I understand the algorithm makes it work, but it does not work for me to see unreasonably high ratings for regular movies. High and low ratings tell me something. 0 and 100 tell me nothing.
Last month I recommended my friend a movie to download, so he did, then before we watched it he mentioned apparently it's at 100% on Rotten Tomatoes, which bodes well for it. I recommended it and even thought ugh, that's stupid.
I guess that's why there's a critic score and audience score and even though I don't like the algorithm, the gap between them sometimes is more telling than either rating alone.
IMDb I generally find is more accurate, but not inscrutable either.
Here's what RT should've done. I expressed this privately to a friend the other day, and the more I've thought about it the more certain I am that this would've eliminated a lot problems for them going forward: let the percentage stand at whatever it's going to wind up at by the time of CM's release; then, when the movie came out to the usual acclaim of MCU fans and the box office success that reliably accompanies it, they could've credibly claimed that the metric clearly failed the statistical standard for validity and wasn't reliably measuring what it was supposed to and, therefore, removed the feature under the pretense that they're retooling it. And then just never brought it back. No drama, Obama. Innit? ETA: can you think of a better way to've handled it? That makes sense to me.

#####

### INSTRUCTION 1
How would you say "High and low ratings tell me something." from the post on movie ratings in Spanish?
### INSTRUCTION 2
Can you write out everything in the post on movie ratings from "Last month I" down to "ugh, that's stupid."?

### ENTRIES
#####

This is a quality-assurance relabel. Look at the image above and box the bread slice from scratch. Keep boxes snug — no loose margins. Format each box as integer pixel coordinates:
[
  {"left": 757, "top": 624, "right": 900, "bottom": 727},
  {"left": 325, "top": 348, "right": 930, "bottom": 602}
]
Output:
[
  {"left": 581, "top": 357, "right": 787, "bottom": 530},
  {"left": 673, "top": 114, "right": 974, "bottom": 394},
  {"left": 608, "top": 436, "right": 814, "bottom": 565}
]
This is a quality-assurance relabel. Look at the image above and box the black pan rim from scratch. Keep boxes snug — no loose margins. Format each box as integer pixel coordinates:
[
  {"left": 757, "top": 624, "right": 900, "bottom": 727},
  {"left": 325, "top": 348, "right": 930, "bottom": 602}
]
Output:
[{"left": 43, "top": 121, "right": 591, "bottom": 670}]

#####

### OUTPUT 1
Las calificaciones altas y bajas me dicen algo.

### OUTPUT 2
Last month I recommended my friend a movie to download, so he did, then before we watched it he mentioned apparently it's at 100% on Rotten Tomatoes, which bodes well for it. I recommended it and even thought ugh, that's stupid.